● Stored rows:
[BEGIN]

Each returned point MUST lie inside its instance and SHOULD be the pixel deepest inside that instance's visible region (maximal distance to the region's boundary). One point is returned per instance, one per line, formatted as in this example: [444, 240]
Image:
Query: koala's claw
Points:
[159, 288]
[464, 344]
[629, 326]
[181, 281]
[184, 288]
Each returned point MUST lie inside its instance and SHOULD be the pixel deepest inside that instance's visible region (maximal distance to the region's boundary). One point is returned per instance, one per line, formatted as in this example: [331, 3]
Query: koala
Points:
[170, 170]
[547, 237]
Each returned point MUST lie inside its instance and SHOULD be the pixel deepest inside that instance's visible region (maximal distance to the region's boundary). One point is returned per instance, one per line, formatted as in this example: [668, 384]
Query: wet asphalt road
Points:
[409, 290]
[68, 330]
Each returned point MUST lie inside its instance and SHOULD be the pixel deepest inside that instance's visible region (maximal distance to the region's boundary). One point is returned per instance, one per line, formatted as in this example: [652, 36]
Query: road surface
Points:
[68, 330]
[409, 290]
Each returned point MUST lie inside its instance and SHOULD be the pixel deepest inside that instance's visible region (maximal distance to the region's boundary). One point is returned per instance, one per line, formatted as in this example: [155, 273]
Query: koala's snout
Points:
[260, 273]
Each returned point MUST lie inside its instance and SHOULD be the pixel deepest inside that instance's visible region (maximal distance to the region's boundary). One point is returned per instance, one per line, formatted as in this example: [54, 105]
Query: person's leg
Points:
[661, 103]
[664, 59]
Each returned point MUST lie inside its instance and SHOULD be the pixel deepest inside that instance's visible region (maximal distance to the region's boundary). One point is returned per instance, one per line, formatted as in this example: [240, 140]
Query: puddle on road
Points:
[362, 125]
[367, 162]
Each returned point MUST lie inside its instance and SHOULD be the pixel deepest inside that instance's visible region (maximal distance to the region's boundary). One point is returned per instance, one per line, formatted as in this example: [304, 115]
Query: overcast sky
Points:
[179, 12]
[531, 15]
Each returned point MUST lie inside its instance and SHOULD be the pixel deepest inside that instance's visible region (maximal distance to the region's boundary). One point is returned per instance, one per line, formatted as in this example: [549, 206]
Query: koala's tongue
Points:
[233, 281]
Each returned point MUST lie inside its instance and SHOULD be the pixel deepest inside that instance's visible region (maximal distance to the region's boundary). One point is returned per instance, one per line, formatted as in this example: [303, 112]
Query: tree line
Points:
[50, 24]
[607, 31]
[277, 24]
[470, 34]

[END]

● Task brief: Rewrite the lines from the one containing "example: [303, 112]" through the end of the material, changing "tree line" to "forest edge" and leaving everything else the same.

● Correct output:
Each returned point MUST lie inside its instance and SHOULD be the pixel deepest inside that instance's visible region (maximal distance to the region's boundary). One point is returned per instance, one per line, formatted as in this example: [303, 112]
Query: forest edge
Points:
[50, 24]
[607, 31]
[277, 24]
[470, 34]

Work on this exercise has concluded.